What needs to be done: Transcribe every line of the listing below without any deviation.

::: Data section

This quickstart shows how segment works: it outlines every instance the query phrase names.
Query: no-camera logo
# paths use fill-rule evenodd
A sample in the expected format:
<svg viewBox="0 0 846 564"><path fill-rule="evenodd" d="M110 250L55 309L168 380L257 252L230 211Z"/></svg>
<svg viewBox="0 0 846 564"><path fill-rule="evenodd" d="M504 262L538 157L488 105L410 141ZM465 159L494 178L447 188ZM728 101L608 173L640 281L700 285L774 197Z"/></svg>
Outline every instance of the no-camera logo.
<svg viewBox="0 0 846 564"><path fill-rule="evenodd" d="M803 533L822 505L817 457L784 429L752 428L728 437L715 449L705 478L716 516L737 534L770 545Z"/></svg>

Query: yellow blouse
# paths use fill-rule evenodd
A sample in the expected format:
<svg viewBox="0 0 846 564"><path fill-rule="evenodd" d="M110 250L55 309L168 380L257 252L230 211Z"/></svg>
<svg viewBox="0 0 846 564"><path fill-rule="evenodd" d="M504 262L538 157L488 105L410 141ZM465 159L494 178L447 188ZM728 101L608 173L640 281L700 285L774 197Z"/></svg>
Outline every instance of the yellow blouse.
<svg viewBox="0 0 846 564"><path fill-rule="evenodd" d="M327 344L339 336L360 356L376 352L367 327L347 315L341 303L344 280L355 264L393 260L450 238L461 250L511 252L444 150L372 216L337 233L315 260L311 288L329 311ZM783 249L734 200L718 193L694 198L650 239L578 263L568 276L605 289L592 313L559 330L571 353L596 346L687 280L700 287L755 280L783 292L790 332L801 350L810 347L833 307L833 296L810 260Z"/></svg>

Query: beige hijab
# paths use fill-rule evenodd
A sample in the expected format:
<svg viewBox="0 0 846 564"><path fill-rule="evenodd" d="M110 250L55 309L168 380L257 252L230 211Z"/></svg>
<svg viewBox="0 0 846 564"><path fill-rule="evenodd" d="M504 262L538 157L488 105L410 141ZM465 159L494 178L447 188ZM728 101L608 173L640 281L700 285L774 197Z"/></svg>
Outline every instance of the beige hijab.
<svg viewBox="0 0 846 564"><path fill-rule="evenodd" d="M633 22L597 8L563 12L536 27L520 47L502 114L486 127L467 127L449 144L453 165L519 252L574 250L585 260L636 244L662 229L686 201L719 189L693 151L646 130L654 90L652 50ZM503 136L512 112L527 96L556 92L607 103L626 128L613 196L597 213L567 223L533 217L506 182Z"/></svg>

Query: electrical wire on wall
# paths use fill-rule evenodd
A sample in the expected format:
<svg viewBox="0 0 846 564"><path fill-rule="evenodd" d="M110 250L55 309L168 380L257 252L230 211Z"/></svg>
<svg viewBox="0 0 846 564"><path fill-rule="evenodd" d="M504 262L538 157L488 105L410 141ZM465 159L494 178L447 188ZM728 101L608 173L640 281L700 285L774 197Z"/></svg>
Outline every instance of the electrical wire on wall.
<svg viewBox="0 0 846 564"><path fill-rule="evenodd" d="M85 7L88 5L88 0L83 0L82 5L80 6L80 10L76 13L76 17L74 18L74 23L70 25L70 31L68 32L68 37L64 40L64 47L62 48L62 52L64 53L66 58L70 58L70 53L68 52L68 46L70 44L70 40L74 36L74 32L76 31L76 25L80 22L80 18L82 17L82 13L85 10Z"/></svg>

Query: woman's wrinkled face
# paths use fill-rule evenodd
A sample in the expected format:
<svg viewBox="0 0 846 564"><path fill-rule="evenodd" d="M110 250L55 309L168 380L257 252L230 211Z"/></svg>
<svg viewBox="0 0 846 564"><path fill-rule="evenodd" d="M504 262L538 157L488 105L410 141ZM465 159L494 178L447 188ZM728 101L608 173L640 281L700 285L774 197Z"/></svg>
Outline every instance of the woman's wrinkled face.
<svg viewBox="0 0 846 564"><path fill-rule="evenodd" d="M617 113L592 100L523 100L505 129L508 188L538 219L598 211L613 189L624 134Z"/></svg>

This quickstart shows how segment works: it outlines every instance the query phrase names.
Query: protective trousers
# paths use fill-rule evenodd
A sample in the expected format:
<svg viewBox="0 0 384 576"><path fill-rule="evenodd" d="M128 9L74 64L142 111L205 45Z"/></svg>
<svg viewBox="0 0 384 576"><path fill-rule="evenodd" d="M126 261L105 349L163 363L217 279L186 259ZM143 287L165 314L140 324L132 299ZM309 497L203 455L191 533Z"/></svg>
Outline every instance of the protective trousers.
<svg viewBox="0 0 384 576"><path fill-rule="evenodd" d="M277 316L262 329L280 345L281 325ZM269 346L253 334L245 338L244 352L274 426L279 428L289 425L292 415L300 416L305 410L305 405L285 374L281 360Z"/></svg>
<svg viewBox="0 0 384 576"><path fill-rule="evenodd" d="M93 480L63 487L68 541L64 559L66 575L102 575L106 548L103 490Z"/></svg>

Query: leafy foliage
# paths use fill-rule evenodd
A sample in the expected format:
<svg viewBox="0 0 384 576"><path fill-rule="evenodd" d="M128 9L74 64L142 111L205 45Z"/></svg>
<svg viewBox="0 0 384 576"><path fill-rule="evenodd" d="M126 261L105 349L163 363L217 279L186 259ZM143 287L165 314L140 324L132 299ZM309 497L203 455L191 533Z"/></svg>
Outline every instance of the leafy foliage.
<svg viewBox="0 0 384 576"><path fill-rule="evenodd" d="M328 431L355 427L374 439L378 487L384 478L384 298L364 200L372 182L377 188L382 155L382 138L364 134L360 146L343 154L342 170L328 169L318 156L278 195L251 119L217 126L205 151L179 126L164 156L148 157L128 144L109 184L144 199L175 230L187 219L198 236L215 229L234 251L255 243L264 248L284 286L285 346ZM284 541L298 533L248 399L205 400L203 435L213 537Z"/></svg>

::::::

Exercise solution:
This quickstart shows how segment works: it outlines every instance the query phrase names.
Query: no-camera logo
# paths use fill-rule evenodd
A sample in the expected format:
<svg viewBox="0 0 846 564"><path fill-rule="evenodd" d="M110 250L55 309L168 380L257 252L230 211Z"/></svg>
<svg viewBox="0 0 846 564"><path fill-rule="evenodd" d="M504 262L538 157L488 105L410 141ZM465 159L494 178L447 188ZM728 101L608 173L640 281L700 285L774 197Z"/></svg>
Outline every instance of the no-camera logo.
<svg viewBox="0 0 846 564"><path fill-rule="evenodd" d="M803 533L822 505L817 457L784 429L752 428L728 437L715 449L705 478L716 516L737 534L770 545Z"/></svg>

Query: yellow blouse
# paths use fill-rule evenodd
A sample in the expected format:
<svg viewBox="0 0 846 564"><path fill-rule="evenodd" d="M110 250L55 309L168 380L257 252L230 211Z"/></svg>
<svg viewBox="0 0 846 564"><path fill-rule="evenodd" d="M504 262L538 157L488 105L410 141ZM465 159L494 178L447 188ZM728 101L608 173L640 281L700 285L774 197Z"/></svg>
Outline every instance of the yellow blouse.
<svg viewBox="0 0 846 564"><path fill-rule="evenodd" d="M327 344L339 336L360 356L376 352L367 327L347 315L341 303L344 280L355 264L393 260L450 238L461 250L511 252L444 150L372 216L337 233L315 260L311 288L329 311ZM783 249L734 200L718 193L694 198L650 239L578 263L568 276L605 289L592 313L559 330L571 353L596 346L687 280L700 287L755 280L783 292L790 332L801 350L810 347L833 307L833 296L810 260Z"/></svg>

Query: beige hijab
# paths use fill-rule evenodd
A sample in the expected format:
<svg viewBox="0 0 846 564"><path fill-rule="evenodd" d="M110 250L55 309L168 380L257 252L230 211Z"/></svg>
<svg viewBox="0 0 846 564"><path fill-rule="evenodd" d="M504 262L538 157L488 105L410 141ZM465 159L494 178L447 188ZM728 101L608 173L640 281L700 285L774 197Z"/></svg>
Outline every instance of the beige hijab.
<svg viewBox="0 0 846 564"><path fill-rule="evenodd" d="M633 22L597 8L563 12L536 27L520 47L502 114L486 127L467 127L449 144L453 165L519 252L574 250L585 260L636 244L662 229L686 201L719 189L693 151L646 130L654 90L652 50ZM503 136L512 112L527 96L556 92L607 103L626 128L613 196L597 213L567 223L533 217L506 182Z"/></svg>

Query: electrical wire on wall
# paths use fill-rule evenodd
A sample in the expected format:
<svg viewBox="0 0 846 564"><path fill-rule="evenodd" d="M110 250L55 309L168 380L257 252L230 211Z"/></svg>
<svg viewBox="0 0 846 564"><path fill-rule="evenodd" d="M504 262L538 157L488 105L410 141ZM465 159L494 178L447 188ZM728 101L608 173L640 281L700 285L774 197Z"/></svg>
Outline every instance of the electrical wire on wall.
<svg viewBox="0 0 846 564"><path fill-rule="evenodd" d="M85 7L88 5L88 0L83 0L82 5L80 6L80 10L76 13L76 17L74 18L74 23L70 25L70 31L68 32L68 37L64 40L64 47L62 48L62 52L64 53L66 58L70 58L70 53L68 52L68 46L70 44L70 40L74 36L74 32L76 31L76 25L80 22L80 18L82 17L82 13L85 10Z"/></svg>

Query: woman's wrinkled face
# paths use fill-rule evenodd
A sample in the expected format:
<svg viewBox="0 0 846 564"><path fill-rule="evenodd" d="M110 250L55 309L168 380L257 252L230 211Z"/></svg>
<svg viewBox="0 0 846 564"><path fill-rule="evenodd" d="M504 262L538 157L488 105L410 141ZM465 159L494 178L447 188ZM728 101L608 173L640 281L700 285L774 197Z"/></svg>
Outline every instance of the woman's wrinkled face.
<svg viewBox="0 0 846 564"><path fill-rule="evenodd" d="M617 113L592 100L523 100L505 129L508 188L538 219L598 211L613 189L624 134Z"/></svg>

This quickstart shows how segment works: it outlines every instance the query phrase names.
Query: protective trousers
# paths use fill-rule evenodd
A sample in the expected format:
<svg viewBox="0 0 384 576"><path fill-rule="evenodd" d="M128 9L74 64L142 111L205 45Z"/></svg>
<svg viewBox="0 0 384 576"><path fill-rule="evenodd" d="M126 261L105 349L163 363L217 279L186 259ZM143 287L165 314L140 324L132 299ZM309 497L203 455L191 533Z"/></svg>
Outline every instance of the protective trousers.
<svg viewBox="0 0 384 576"><path fill-rule="evenodd" d="M277 316L262 329L280 345L281 325ZM269 346L253 334L245 338L244 352L274 426L279 428L289 425L292 415L300 416L305 410L305 405L285 374L281 360Z"/></svg>
<svg viewBox="0 0 384 576"><path fill-rule="evenodd" d="M93 480L63 487L68 541L64 559L66 575L102 575L106 548L103 490Z"/></svg>

Query: leafy foliage
# paths use fill-rule evenodd
A sample in the expected format:
<svg viewBox="0 0 384 576"><path fill-rule="evenodd" d="M128 9L74 64L142 111L205 45Z"/></svg>
<svg viewBox="0 0 384 576"><path fill-rule="evenodd" d="M126 261L105 349L163 363L217 279L186 259ZM143 287L165 314L140 324L132 299ZM309 497L203 455L191 533Z"/></svg>
Outline every instance of the leafy foliage.
<svg viewBox="0 0 384 576"><path fill-rule="evenodd" d="M328 431L355 427L374 439L378 487L384 478L384 298L364 200L372 182L377 188L382 155L382 138L364 134L360 146L343 154L342 170L328 169L318 156L278 195L251 119L217 126L205 151L179 126L164 156L148 157L128 144L109 184L144 199L175 230L187 219L198 236L215 229L234 251L255 243L264 248L284 286L285 346ZM284 541L298 533L248 399L205 400L203 435L213 537Z"/></svg>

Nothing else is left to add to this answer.